### Task
Each entry below should be reproduced character for character.

Coordinate annotation records

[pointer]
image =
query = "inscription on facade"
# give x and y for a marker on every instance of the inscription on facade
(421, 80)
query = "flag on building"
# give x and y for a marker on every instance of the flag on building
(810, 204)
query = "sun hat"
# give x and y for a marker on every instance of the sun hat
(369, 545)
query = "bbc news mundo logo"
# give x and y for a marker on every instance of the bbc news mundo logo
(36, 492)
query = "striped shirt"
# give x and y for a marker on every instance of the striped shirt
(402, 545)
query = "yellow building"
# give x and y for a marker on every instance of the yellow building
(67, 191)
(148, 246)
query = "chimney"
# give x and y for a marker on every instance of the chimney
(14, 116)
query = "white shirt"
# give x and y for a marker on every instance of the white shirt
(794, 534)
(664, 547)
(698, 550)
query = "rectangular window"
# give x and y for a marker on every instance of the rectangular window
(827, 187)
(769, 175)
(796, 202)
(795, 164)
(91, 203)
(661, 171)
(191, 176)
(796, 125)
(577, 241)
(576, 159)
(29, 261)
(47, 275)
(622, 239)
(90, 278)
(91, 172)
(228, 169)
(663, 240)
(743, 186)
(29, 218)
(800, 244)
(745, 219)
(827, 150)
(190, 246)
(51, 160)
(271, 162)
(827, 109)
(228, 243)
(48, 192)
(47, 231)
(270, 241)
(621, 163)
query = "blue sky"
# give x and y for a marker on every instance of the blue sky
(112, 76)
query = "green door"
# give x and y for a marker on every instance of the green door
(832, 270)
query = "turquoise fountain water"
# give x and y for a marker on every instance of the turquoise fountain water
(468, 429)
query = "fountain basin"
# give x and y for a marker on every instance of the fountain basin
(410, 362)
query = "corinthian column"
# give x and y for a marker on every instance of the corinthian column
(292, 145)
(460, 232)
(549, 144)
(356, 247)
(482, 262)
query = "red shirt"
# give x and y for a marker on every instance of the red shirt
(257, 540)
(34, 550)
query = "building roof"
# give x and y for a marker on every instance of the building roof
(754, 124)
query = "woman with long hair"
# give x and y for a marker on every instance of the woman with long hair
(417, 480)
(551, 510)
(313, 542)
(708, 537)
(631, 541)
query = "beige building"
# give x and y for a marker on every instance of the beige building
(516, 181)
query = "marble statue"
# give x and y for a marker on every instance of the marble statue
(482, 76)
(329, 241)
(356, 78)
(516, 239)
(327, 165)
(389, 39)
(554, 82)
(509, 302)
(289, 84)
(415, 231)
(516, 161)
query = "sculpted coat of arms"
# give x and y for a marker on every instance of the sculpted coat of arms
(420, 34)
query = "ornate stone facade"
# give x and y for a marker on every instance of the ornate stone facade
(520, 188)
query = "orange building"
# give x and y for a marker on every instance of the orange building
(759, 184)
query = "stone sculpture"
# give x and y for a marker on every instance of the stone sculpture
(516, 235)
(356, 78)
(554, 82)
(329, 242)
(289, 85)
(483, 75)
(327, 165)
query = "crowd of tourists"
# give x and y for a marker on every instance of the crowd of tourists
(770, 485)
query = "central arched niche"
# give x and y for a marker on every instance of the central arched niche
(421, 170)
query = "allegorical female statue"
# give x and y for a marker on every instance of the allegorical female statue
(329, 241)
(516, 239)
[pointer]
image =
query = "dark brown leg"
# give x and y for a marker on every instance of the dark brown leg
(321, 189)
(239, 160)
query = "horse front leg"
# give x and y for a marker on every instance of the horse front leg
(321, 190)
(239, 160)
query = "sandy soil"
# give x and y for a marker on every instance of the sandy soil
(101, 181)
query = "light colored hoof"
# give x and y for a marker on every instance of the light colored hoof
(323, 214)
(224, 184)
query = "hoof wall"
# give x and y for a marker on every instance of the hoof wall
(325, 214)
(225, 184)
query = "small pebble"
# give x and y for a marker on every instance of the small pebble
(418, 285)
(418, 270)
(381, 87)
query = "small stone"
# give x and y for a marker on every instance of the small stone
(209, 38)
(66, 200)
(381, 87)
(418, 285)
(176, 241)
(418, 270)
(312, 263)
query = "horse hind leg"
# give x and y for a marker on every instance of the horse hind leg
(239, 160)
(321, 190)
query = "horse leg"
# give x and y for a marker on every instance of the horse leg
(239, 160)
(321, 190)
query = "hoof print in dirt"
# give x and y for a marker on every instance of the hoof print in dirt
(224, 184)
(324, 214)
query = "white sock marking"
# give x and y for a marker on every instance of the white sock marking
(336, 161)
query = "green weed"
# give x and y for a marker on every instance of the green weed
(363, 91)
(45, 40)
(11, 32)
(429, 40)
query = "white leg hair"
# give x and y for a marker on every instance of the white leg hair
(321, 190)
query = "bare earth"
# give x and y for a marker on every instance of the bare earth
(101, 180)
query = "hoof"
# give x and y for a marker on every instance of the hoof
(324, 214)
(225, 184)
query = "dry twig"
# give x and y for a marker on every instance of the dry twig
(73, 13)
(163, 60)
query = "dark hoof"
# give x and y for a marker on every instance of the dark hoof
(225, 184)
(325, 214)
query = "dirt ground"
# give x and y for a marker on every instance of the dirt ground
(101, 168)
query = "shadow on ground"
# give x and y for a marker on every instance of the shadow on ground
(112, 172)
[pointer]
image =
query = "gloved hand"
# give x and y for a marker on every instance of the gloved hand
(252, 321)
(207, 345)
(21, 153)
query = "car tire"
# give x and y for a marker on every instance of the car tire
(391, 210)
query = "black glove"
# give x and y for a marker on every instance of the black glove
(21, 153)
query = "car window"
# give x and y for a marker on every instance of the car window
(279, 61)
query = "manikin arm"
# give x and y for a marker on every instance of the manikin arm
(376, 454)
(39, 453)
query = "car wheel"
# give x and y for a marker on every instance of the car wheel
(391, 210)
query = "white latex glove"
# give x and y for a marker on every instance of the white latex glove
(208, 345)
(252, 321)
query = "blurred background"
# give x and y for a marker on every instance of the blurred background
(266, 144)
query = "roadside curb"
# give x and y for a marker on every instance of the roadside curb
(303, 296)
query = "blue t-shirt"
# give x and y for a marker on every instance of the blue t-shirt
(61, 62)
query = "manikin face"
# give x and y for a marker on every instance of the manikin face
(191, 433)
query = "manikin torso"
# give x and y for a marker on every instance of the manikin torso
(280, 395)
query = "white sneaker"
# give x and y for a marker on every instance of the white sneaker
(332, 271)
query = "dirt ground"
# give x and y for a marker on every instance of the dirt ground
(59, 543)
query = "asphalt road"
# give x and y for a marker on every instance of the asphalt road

### Response to the exercise
[pointer]
image =
query = "inscription on facade"
# give x and y for a marker on every instance of the inscription on facade
(421, 80)
query = "flag on building"
# give x and y for a marker on every instance of the flag on building
(810, 204)
query = "sun hat"
# give x and y for a marker on every instance of the sun hat
(369, 545)
query = "bbc news mundo logo"
# give x and y for a marker on every instance of the bbc news mundo logo
(36, 492)
query = "striped shirt"
# give x and y for a marker on every instance of the striped shirt
(402, 545)
query = "yellow building"
# give x and y for a marker on every instance of the yellow building
(67, 191)
(148, 246)
query = "chimney"
# give x and y for a marker on every instance of the chimney
(14, 116)
query = "white shirt"
# give x and y for a marker on every instance of the white shirt
(794, 534)
(664, 547)
(698, 550)
query = "rectangular window"
# give x and y for a marker on every instance of the rectangular window
(827, 187)
(769, 175)
(796, 202)
(795, 164)
(91, 203)
(661, 171)
(191, 176)
(796, 125)
(577, 241)
(576, 159)
(29, 261)
(47, 275)
(622, 239)
(90, 278)
(91, 172)
(228, 169)
(663, 240)
(743, 186)
(29, 218)
(800, 244)
(745, 219)
(827, 150)
(190, 246)
(51, 160)
(271, 162)
(827, 109)
(228, 243)
(48, 192)
(47, 231)
(270, 241)
(621, 163)
query = "blue sky"
# give x and y for a marker on every instance of the blue sky
(112, 76)
query = "green door"
# give x and y for a marker on every instance of the green door
(832, 270)
query = "turquoise fountain water"
# give x and y for a marker on every instance of the turquoise fountain water
(468, 429)
query = "fountain basin"
# give x and y for a marker on every instance of the fountain basin
(410, 362)
query = "corinthian column"
# give x and y for a marker on every instance of the corinthian column
(292, 145)
(460, 232)
(549, 144)
(356, 247)
(482, 262)
query = "red shirt"
# give x and y for a marker on every instance of the red shirt
(257, 540)
(34, 550)
query = "building roof"
# give x and y for a marker on every instance of the building roof
(754, 124)
query = "woman with long hair"
# give x and y for a marker on every instance of the woman with long hair
(417, 480)
(551, 510)
(313, 542)
(708, 537)
(631, 541)
query = "beige building"
# give x and y for a marker on every instance of the beige building
(516, 181)
query = "marble statue"
# give x and y for a marker on every instance of the marble statue
(482, 76)
(329, 241)
(356, 78)
(516, 239)
(327, 165)
(389, 39)
(554, 82)
(509, 302)
(289, 84)
(415, 231)
(516, 161)
query = "sculpted coat of arms"
# give x and y for a marker on every instance of the sculpted coat of arms
(420, 34)
query = "ornate stone facade"
# give x and y for a marker on every instance of the ornate stone facade
(520, 188)
query = "orange building"
# give x and y for a marker on every instance of the orange building
(759, 184)
query = "stone sculpture"
# give x and y for a marker on every instance of the stone sculpture
(516, 235)
(356, 78)
(554, 82)
(329, 242)
(289, 85)
(483, 75)
(327, 165)
query = "crowd of tourists"
# give x and y for a marker on every instance of the crowd of tourists
(770, 485)
query = "central arched niche"
# give x and y for a marker on every instance of the central arched niche
(421, 170)
query = "allegorical female statue"
# give x and y for a marker on every instance of the allegorical female statue
(329, 241)
(516, 239)
[pointer]
image =
query = "dark brown leg"
# give x and y for a marker on every instance of the dark brown leg
(321, 189)
(239, 160)
query = "horse front leg"
# give x and y for a marker on every instance of the horse front leg
(321, 190)
(239, 160)
query = "sandy soil"
# give x and y for a marker on every instance of the sandy soil
(101, 181)
query = "light colored hoof"
# give x and y for a marker on every instance of the light colored hoof
(323, 214)
(224, 184)
query = "hoof wall"
# give x and y for a marker on every instance of the hoof wall
(325, 214)
(225, 184)
query = "small pebble"
# give x and y for a marker on every instance of the small pebble
(418, 285)
(418, 270)
(381, 87)
query = "small stone"
# give x and y for a marker on every instance of the small stone
(209, 38)
(66, 200)
(381, 87)
(418, 285)
(176, 241)
(418, 270)
(312, 263)
query = "horse hind leg"
# give x and y for a marker on every instance of the horse hind leg
(239, 160)
(321, 190)
query = "horse leg"
# give x and y for a marker on every instance of the horse leg
(239, 160)
(321, 190)
query = "hoof print in dirt"
# give x and y for a marker on every instance of the hoof print in dirt
(224, 184)
(324, 214)
query = "white sock marking"
# give x and y for a marker on every instance of the white sock marking
(336, 161)
query = "green weed"
# give x and y for a marker on every instance of the green weed
(363, 91)
(45, 40)
(11, 32)
(429, 40)
query = "white leg hair"
# give x and y for a marker on every instance of the white leg hair
(321, 190)
query = "bare earth"
# give x and y for a marker on every instance of the bare earth
(101, 180)
query = "hoof"
# give x and y for a marker on every instance of the hoof
(324, 214)
(225, 184)
query = "dry twig"
# give x and y for a marker on every instance of the dry twig
(73, 13)
(163, 60)
query = "dark hoof"
# give x and y for a marker on every instance of the dark hoof
(225, 184)
(325, 214)
query = "dirt ground"
# give x and y for a marker on every instance of the dirt ground
(101, 168)
query = "shadow on ground"
# give x and y for a marker on every instance of the shadow on ground
(112, 172)
[pointer]
image =
query = "gloved hand"
# give x and y for a marker on every instance of the gloved hand
(252, 321)
(207, 345)
(21, 153)
query = "car tire"
# give x and y for a marker on every instance of the car tire
(391, 210)
query = "black glove"
# give x and y for a marker on every instance of the black glove
(21, 153)
query = "car window"
# give x and y for a marker on every instance of the car window
(279, 61)
query = "manikin arm"
# give x and y for a marker on every instance of the manikin arm
(376, 454)
(39, 453)
query = "car wheel"
# give x and y for a marker on every instance of the car wheel
(391, 210)
query = "white latex glove"
# give x and y for a marker on every instance of the white latex glove
(208, 345)
(252, 321)
query = "blurred background"
# give x and y for a marker on every instance of the blurred background
(266, 144)
query = "roadside curb"
# give x and y for a marker on every instance of the roadside curb
(303, 296)
query = "blue t-shirt"
# give x and y for a marker on every instance of the blue t-shirt
(61, 62)
query = "manikin face"
# give x and y for a marker on every instance of the manikin face
(191, 433)
query = "manikin torso"
# give x and y for a marker on every instance of the manikin torso
(280, 395)
query = "white sneaker"
# give x and y for a marker on every instance of the white sneaker
(332, 271)
query = "dirt ground"
# give x and y for a marker on every instance of the dirt ground
(59, 543)
query = "asphalt road"
# give x and y for a marker on every instance of the asphalt road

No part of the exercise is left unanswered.